Exercice à traiter: Dans la critique de film, relevez tous les actes cités comme « les plus odieux et les plus vils ».

Je n'ai pas lu le livre, je découvre l'histoire par le film. Je me rends bien compte qu'il pourrait aller bien plus loin, le format standard de l'époque (années 2000) d'1 h 30 ne rend surement pas hommage à l'œuvre littéraire. Mais, en vrai, je m'en fous.
Je me suis retrouvé plongé dans la psyché de ce Patrick Bateman (je ne peux réfréner un sourire sachant que c'est Christian Bale qui l'incarne, majestueusement d'ailleurs). L'univers effroyablement superficiel (et inutile) de ces golden boys qui en sont réduits à s'enfiler verre d'alcool et drogue pour se sentir exister est parfaitement rendu à travers quelques scènes bien choisies. Le culte de l'apparence, le besoin de polir cette coquille, vide, mais qui en impose tellement. À ce stade de vacuité humaine, un simple rituel potache entre collègues devient source de la plus sourde envie de meurtre. Le besoin de se sentir vivre passe alors par la réalisation des actes les plus odieux et les plus vils : meurtres gratuits, sexualité agressive, sacralisation de son corps et de son image…
Patrick me glace le sang quand il place, l'air de rien, aussi bien dans le dos des gens qu'en face d'eux, des propos d'une violence inouie et que les êtres abstraits qui forment son environnement ne relèvent même pas. Trop habitués à des discours stéréotypés et surtout à ne jamais prêter réellement attention aux autres. Rien ne semble lui permettre d'exister, quoi qu'il fasse, quoi qu'il dise, il reste invisible. Le film joue sans cesse avec cette notion : personne ne sait précisément qui il est. Que ce soit ses collègues ou sa fiancée. Finalement, les prostituées et sa secrétaire sont les personnes qui en savent le plus sur lui. La confusion qui règne pourrait être risible, mais elle atteint des sommets dramatiques. Au final, personne ne connait personne, il n'y a que des faire-valoir, des auxiliaires sociaux. Lui qui voudrait tant être reconnu est sans cesse confondu avec d'autres. Il en a conscience, il en souffre, il cherche enfin quelqu'un qui l'écoutera vraiment et "le verra". Il ira jusqu'à tout avouer, mais rien, rien ne change. Les personnes de cette société sont prêtes à tout oblitérer pour peu que ça préserve les apparences et ne gêne pas leur évolution. La petite scène sur Nixon est éloquente, on peut être le plus pourri du monde, tant que l'on parait conforme aux attentes sociétales, tout passe.

Données fournies:

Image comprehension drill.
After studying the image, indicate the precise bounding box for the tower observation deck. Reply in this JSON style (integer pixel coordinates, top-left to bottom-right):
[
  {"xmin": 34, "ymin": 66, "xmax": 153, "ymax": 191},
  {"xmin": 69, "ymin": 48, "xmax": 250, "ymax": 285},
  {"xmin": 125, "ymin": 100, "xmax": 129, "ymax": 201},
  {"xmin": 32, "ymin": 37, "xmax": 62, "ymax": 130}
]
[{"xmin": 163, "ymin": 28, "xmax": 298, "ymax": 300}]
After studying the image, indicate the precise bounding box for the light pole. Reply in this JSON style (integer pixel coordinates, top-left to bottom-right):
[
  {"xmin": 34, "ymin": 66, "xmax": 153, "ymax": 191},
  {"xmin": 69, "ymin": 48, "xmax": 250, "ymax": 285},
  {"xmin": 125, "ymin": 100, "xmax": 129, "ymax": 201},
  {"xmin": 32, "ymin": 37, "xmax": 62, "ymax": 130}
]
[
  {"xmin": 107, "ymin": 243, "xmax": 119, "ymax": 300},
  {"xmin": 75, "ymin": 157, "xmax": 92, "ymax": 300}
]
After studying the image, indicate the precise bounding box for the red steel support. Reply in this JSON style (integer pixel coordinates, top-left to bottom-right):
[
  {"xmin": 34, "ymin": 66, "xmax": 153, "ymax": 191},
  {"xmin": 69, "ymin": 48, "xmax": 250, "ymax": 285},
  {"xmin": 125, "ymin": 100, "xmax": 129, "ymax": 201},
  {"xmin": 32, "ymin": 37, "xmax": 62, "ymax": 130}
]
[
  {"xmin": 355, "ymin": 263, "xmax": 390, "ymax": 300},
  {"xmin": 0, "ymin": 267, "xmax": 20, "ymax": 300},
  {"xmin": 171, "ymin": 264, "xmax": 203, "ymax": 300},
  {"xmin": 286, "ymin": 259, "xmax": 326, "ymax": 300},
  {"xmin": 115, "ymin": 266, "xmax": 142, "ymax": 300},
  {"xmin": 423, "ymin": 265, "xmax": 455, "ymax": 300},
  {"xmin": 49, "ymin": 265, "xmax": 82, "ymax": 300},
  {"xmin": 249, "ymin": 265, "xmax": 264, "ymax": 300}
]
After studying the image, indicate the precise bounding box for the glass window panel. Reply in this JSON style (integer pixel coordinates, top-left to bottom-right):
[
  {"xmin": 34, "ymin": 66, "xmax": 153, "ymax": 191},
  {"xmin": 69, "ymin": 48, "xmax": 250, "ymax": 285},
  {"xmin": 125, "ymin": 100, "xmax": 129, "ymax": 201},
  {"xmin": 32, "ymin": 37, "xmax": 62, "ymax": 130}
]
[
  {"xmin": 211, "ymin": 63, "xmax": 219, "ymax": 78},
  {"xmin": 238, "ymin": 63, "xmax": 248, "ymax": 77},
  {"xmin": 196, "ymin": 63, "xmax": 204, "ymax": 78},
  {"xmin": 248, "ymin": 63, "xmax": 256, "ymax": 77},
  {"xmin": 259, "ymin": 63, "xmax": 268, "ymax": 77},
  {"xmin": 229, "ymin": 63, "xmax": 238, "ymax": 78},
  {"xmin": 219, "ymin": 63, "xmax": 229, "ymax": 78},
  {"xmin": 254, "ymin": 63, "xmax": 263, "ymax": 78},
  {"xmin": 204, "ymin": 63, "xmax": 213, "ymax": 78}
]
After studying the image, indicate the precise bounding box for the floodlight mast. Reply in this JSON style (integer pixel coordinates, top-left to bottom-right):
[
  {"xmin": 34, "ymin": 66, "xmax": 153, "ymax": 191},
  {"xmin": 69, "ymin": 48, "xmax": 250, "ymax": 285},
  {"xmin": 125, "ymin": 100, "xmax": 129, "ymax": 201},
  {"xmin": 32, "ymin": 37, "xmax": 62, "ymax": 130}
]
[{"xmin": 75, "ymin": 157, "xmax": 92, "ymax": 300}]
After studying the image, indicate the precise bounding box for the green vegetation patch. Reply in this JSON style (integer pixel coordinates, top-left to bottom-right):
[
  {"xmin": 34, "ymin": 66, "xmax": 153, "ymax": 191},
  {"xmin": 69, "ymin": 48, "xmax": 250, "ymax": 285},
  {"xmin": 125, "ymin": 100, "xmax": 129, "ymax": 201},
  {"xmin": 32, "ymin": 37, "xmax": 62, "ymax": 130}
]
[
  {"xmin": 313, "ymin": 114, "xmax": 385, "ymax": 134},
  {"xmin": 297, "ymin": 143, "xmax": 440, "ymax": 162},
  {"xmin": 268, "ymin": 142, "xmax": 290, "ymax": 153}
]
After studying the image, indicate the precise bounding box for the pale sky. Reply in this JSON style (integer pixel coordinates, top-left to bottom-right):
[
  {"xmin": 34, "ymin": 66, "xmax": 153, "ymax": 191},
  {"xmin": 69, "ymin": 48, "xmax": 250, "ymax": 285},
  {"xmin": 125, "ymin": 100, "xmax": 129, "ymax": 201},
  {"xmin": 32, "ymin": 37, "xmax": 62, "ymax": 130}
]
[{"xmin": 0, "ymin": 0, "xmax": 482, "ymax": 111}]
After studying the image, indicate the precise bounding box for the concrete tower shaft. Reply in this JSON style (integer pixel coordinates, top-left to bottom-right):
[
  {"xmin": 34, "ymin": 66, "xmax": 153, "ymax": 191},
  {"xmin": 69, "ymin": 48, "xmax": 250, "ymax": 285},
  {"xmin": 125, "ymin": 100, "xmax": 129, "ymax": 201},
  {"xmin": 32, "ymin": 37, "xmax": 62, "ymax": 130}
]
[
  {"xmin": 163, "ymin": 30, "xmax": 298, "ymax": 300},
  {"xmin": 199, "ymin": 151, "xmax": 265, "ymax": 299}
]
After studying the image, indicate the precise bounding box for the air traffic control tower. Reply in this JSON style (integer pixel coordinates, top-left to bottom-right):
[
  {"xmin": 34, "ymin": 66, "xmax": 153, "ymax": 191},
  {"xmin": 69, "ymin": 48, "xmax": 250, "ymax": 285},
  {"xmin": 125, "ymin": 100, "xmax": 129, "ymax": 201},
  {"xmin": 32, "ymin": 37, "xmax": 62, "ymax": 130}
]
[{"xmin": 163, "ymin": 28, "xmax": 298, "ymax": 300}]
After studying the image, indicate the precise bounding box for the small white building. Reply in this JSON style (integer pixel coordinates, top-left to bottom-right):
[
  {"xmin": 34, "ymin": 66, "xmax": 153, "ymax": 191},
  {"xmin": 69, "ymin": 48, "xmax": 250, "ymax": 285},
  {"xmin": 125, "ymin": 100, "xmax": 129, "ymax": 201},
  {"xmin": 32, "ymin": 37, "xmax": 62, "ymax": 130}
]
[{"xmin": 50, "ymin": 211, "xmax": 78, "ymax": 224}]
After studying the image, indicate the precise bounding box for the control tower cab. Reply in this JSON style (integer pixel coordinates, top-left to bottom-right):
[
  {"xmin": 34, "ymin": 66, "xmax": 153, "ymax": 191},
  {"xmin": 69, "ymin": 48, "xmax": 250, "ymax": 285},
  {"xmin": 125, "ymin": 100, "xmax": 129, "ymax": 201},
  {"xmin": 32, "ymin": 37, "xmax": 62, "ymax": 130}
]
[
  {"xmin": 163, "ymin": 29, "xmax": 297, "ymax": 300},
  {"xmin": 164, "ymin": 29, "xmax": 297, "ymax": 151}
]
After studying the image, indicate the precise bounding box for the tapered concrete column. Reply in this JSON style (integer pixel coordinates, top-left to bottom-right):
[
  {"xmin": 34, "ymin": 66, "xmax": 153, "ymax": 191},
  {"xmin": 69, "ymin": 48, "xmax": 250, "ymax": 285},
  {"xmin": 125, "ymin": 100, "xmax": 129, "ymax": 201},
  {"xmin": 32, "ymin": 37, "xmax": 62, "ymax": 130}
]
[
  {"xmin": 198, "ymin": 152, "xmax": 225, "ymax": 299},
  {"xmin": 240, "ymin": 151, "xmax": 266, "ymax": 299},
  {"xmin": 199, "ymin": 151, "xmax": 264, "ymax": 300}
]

Corrigé:
- meurtres gratuits
- sexualité agressive
- sacralisation de son corps et de son image